## What is asked
Restate every entry word for word.

## Entries supplied
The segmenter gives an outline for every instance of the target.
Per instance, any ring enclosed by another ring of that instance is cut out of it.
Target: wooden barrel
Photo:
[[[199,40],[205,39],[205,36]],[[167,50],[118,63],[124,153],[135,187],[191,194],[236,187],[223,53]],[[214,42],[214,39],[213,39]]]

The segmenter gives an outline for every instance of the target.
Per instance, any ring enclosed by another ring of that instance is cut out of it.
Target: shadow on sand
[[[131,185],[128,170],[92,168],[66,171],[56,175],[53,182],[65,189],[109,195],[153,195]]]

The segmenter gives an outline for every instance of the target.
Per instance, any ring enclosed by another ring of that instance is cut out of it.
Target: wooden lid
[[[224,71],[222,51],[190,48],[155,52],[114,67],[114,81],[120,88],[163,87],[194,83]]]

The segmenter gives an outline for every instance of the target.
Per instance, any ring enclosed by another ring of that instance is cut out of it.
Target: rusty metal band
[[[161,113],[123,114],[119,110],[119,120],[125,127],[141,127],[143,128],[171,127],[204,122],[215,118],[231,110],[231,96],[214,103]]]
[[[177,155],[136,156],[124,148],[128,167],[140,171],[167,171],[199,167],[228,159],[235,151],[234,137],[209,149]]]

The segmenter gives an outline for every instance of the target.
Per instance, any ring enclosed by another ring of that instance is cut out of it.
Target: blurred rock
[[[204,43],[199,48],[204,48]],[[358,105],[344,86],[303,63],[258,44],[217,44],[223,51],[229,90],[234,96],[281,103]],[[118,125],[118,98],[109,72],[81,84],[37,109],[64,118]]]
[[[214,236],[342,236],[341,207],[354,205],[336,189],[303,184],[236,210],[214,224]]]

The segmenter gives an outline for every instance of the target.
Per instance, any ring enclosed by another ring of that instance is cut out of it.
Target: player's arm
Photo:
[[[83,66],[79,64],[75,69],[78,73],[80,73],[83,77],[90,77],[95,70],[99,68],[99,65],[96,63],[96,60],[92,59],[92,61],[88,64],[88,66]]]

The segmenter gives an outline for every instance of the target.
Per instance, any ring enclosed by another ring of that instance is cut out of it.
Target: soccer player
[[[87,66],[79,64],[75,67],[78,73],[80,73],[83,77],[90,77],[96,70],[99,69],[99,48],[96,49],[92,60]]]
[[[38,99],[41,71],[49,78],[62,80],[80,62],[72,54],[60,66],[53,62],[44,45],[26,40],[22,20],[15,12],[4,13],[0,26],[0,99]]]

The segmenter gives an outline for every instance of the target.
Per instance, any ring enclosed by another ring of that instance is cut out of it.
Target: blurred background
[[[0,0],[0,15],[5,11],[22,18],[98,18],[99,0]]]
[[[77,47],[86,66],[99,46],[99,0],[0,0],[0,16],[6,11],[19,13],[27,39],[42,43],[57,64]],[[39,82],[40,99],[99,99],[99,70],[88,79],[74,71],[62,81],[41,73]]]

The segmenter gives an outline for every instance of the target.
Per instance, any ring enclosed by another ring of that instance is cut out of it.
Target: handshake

## Response below
The segmenter gives an outline for every instance of the target.
Per instance, any ring enclosed by another ring of that instance is cut out of it.
Target: wooden barrel
Photo:
[[[199,40],[205,39],[205,36]],[[167,50],[118,63],[124,153],[135,187],[191,194],[236,187],[223,53]],[[214,42],[214,39],[213,39]]]

The segmenter gives an outline for every instance of the target.
Per instance, any ring enclosed by another ring of that instance is cut out of it.
Target: shadow on sand
[[[131,185],[128,170],[92,168],[66,171],[56,175],[53,182],[65,189],[109,195],[153,195]]]

The segmenter gives an outline for every instance of the target.
Per instance, any ring enclosed by another ring of that instance is cut out of it.
Target: wooden lid
[[[224,71],[222,51],[190,48],[155,52],[114,67],[114,81],[120,88],[163,87],[194,83]]]

The segmenter gives an outline for every instance of the target.
Per instance, any ring enclosed by another ring of that instance is cut out of it.
Target: rusty metal band
[[[161,113],[123,114],[119,110],[119,120],[125,127],[141,127],[143,128],[171,127],[204,122],[215,118],[231,110],[231,96],[214,103]]]
[[[177,155],[136,156],[124,148],[128,167],[140,171],[167,171],[199,167],[228,159],[235,151],[234,137],[209,149]]]

The segmenter gives an outline for every instance of the target.
Per instance, any ring enclosed by another ring of that instance is cut out of it.
Target: blurred rock
[[[204,43],[199,48],[204,48]],[[358,105],[344,86],[303,63],[258,44],[217,44],[223,51],[229,90],[234,96],[281,103]],[[118,125],[118,98],[109,72],[81,84],[37,109],[64,118]]]
[[[214,236],[342,236],[341,207],[354,205],[336,189],[303,184],[236,210],[214,224]]]

The segmenter gives an outline for every instance of the target.
Per instance, any ring enclosed by another ring of that instance is cut out of it.
Target: player's arm
Photo:
[[[83,66],[79,64],[75,69],[78,73],[80,73],[83,77],[90,77],[95,70],[99,68],[99,65],[96,63],[96,60],[92,59],[92,61],[88,64],[88,66]]]

The segmenter gives an outline for every instance of the target.
Per instance, any ring enclosed by another ring of that instance is cut out of it.
Target: soccer player
[[[87,66],[79,64],[75,67],[78,73],[80,73],[83,77],[90,77],[96,70],[99,69],[99,48],[96,49],[92,60]]]
[[[38,99],[41,71],[49,78],[62,80],[80,62],[72,54],[60,66],[53,62],[44,45],[26,40],[22,20],[15,12],[4,13],[0,26],[0,99]]]

The segmenter gives an outline for every instance of the target.
Per instance, any ring enclosed by another ring of that instance is cut out of it.
Target: blurred background
[[[0,0],[0,15],[5,11],[22,18],[98,18],[99,0]]]
[[[77,47],[86,66],[99,46],[99,0],[0,0],[0,16],[6,11],[19,13],[27,39],[42,43],[57,64]],[[39,82],[40,99],[99,99],[99,70],[88,79],[74,71],[62,81],[41,73]]]

The segmenter gives an outline for every instance of the target.
Per instance, any ring enclosed by another ring of that instance is cut out of it.
Target: handshake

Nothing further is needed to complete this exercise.